> [GIVEN ENTRIES]
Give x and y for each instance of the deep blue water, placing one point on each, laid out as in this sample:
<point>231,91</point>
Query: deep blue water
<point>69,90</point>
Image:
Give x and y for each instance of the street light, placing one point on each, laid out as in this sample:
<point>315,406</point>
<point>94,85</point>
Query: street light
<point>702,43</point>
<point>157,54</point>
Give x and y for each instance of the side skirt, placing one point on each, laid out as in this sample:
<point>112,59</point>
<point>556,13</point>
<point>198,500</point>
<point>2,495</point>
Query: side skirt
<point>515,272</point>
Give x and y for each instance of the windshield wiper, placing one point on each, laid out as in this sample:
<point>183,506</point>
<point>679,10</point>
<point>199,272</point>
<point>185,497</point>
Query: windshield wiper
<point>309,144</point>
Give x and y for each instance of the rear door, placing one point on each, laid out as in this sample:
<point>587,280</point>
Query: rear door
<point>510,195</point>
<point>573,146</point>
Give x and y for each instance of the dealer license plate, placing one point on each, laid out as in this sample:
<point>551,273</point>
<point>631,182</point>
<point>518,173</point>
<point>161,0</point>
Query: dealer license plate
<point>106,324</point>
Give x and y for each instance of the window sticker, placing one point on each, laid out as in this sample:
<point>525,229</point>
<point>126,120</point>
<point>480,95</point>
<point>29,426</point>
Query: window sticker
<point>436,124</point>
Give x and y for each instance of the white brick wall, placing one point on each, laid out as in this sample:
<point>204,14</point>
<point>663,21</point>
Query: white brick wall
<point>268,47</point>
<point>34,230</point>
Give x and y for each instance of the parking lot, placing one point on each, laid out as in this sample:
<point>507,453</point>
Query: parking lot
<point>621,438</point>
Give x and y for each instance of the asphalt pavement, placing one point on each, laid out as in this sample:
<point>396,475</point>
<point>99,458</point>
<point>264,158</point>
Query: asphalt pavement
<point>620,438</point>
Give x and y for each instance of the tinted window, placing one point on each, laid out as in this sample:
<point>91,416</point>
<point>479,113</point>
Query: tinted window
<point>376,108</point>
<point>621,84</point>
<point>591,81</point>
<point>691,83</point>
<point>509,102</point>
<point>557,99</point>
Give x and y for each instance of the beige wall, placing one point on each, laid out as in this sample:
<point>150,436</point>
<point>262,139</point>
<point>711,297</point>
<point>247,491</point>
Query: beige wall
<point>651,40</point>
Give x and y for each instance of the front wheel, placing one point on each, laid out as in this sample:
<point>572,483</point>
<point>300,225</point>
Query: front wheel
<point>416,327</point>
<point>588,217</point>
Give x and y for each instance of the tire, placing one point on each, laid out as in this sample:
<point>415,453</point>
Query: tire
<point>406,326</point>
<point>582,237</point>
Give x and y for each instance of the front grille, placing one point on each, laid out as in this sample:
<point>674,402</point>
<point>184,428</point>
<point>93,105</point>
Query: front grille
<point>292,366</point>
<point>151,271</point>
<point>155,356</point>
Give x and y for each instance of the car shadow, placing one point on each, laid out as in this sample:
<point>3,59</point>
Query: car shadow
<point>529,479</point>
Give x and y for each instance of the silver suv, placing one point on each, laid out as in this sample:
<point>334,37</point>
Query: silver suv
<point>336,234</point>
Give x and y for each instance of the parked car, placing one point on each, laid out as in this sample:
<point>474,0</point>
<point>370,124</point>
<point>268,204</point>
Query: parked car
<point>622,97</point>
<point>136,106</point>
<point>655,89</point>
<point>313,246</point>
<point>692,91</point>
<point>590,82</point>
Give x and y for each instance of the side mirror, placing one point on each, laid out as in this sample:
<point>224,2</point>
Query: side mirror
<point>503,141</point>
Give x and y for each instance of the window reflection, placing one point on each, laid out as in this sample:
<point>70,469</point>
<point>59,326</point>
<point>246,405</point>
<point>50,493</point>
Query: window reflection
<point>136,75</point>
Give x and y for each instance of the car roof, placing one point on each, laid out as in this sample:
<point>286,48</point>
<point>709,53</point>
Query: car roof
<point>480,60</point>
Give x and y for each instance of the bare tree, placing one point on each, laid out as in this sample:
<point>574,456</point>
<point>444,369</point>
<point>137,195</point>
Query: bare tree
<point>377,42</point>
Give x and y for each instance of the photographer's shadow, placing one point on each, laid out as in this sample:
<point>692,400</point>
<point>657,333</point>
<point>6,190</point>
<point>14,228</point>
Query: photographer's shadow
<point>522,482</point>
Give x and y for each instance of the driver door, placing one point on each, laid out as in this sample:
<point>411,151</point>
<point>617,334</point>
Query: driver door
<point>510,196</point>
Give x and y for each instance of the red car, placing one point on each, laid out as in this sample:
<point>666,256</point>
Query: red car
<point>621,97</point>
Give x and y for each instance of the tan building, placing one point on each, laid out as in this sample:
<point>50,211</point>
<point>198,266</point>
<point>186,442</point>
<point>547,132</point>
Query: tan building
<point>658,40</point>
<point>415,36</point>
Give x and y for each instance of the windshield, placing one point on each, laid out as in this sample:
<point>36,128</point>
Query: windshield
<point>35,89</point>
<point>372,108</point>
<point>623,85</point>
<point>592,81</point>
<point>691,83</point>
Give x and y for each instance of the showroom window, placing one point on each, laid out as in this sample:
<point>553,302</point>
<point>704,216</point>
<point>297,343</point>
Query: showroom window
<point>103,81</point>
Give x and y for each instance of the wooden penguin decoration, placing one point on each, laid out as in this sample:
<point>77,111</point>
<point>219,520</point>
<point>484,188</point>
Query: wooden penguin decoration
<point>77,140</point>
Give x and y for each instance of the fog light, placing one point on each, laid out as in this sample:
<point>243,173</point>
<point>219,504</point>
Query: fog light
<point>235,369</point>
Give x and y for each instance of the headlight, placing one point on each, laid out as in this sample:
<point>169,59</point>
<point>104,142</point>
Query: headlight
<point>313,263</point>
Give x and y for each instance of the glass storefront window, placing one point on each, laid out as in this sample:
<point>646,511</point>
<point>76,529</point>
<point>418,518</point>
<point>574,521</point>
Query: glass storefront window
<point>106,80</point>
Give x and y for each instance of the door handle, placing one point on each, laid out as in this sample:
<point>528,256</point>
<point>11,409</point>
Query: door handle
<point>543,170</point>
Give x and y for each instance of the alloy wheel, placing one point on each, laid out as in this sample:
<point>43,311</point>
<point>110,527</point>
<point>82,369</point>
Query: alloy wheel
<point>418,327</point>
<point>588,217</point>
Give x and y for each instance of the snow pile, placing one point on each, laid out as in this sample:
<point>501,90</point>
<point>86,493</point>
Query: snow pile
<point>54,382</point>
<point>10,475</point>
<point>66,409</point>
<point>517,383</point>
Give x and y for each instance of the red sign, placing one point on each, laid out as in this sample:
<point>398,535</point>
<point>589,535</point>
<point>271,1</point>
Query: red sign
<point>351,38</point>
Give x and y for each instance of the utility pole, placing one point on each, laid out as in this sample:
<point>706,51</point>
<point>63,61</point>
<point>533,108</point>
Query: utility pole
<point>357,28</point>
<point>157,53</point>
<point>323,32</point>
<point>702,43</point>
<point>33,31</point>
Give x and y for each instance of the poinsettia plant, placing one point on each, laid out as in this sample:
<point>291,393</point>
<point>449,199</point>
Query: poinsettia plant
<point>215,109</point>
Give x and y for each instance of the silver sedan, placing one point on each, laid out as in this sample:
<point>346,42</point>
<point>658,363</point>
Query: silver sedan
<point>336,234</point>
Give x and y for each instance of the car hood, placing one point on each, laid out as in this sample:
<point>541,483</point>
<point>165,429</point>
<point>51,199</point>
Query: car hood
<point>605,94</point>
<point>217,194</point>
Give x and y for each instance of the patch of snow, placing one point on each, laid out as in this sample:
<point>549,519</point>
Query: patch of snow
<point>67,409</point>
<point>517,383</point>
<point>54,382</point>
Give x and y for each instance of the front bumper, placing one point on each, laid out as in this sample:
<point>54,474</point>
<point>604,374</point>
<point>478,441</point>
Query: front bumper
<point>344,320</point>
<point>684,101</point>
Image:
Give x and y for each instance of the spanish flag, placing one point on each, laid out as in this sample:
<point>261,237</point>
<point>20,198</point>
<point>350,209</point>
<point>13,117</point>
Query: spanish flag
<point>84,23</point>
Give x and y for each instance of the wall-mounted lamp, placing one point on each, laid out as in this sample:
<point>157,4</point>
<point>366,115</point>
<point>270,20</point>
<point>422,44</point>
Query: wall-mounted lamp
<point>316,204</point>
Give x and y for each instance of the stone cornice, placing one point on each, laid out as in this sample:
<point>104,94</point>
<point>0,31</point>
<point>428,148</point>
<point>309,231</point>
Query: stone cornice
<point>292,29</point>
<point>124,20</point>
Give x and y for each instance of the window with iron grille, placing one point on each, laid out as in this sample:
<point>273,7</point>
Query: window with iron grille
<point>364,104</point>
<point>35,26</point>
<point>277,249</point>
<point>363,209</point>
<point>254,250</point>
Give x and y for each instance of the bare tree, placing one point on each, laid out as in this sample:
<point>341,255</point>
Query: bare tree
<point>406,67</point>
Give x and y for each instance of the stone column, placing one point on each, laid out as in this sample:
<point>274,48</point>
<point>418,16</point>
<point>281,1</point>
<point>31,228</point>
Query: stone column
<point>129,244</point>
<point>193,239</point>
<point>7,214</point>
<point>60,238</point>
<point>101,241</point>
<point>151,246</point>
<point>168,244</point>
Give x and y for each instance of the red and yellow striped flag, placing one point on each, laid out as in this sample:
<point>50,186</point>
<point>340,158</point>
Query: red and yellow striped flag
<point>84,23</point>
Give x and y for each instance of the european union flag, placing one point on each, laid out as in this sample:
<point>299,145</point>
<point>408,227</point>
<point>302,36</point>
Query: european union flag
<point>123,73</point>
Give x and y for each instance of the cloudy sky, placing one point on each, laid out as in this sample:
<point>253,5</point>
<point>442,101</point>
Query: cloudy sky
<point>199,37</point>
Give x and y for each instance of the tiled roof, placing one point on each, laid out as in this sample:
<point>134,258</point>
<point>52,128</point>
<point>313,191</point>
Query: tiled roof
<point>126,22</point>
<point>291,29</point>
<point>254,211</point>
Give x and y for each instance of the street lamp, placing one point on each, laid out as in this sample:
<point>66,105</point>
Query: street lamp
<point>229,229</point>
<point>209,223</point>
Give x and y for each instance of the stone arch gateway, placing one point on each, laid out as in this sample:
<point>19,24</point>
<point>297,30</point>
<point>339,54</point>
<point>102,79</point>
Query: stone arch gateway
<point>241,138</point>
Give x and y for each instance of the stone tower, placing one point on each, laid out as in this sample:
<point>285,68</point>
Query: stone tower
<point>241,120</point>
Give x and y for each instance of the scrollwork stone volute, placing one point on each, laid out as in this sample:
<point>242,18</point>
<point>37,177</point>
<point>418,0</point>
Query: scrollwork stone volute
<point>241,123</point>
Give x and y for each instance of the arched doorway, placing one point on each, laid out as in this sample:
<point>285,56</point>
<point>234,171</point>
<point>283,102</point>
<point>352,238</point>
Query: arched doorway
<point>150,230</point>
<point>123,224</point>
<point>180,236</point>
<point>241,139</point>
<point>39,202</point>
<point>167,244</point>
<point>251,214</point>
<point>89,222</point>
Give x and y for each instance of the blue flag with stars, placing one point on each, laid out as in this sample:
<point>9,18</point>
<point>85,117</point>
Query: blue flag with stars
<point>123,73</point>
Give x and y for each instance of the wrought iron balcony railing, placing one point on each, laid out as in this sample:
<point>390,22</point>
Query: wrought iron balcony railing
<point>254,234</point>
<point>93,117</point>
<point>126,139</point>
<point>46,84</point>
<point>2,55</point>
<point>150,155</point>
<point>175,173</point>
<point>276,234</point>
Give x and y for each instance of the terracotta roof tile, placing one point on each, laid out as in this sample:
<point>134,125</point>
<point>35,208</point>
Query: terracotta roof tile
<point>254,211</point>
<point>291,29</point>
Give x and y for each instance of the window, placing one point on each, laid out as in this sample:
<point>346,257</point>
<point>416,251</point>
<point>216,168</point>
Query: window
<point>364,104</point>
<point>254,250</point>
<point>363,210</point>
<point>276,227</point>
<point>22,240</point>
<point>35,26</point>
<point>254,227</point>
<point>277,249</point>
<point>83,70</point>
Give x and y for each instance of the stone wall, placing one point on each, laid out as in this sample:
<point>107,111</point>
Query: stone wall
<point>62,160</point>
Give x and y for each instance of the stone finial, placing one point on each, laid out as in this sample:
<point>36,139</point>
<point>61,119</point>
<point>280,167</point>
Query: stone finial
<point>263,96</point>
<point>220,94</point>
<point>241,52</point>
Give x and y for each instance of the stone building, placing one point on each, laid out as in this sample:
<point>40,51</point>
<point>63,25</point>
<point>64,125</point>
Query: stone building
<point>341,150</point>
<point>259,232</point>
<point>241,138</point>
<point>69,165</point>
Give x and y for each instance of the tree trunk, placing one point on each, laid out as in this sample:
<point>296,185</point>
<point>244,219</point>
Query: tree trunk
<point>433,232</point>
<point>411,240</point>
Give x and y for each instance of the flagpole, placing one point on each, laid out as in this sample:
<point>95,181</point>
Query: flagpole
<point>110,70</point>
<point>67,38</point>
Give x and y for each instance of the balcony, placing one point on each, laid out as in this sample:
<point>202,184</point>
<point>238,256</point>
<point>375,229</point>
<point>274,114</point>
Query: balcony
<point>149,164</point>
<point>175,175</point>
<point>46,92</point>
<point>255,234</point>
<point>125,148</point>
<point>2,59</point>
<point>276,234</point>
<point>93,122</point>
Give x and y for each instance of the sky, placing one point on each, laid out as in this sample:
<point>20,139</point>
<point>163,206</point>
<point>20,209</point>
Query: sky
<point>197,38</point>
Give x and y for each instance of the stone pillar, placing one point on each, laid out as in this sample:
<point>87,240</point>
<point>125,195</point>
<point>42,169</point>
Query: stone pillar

> [STATED GOAL] Could you reproduce the entries, starting at the first one and ending at the line containing "<point>106,324</point>", with both ends included and every answer point shifted by adding 73 to its x and y coordinates? Keep the request lines and their sample points unchanged.

> [FULL RESPONSE]
Give x and y for each instance of the deep blue water, placing one point on each, laid out as in this sample:
<point>231,91</point>
Query: deep blue water
<point>142,163</point>
Image:
Give x and y for each instance of the street light, placing one point on each, laid out as in this sample:
<point>315,406</point>
<point>94,85</point>
Query: street light
<point>775,116</point>
<point>230,127</point>
Give x and y for each instance of the side skirt, placing one point on each, laid out as in this sample:
<point>112,59</point>
<point>556,13</point>
<point>198,500</point>
<point>2,495</point>
Query: side skirt
<point>588,345</point>
Give x and y for each instance of the windshield wiper, placing one point on each, laid out as in this sample:
<point>183,506</point>
<point>679,10</point>
<point>199,272</point>
<point>185,497</point>
Query: windshield wiper
<point>382,217</point>
Give x and y for each instance of the rear door, placing one point on each, laid out as in this sample:
<point>587,280</point>
Query: rear door
<point>583,268</point>
<point>646,219</point>
Give x and y for each instance of the dealer license plate, placing one point on each, laid out as in this sample:
<point>551,273</point>
<point>631,182</point>
<point>518,173</point>
<point>161,0</point>
Query: dealer license plate
<point>179,397</point>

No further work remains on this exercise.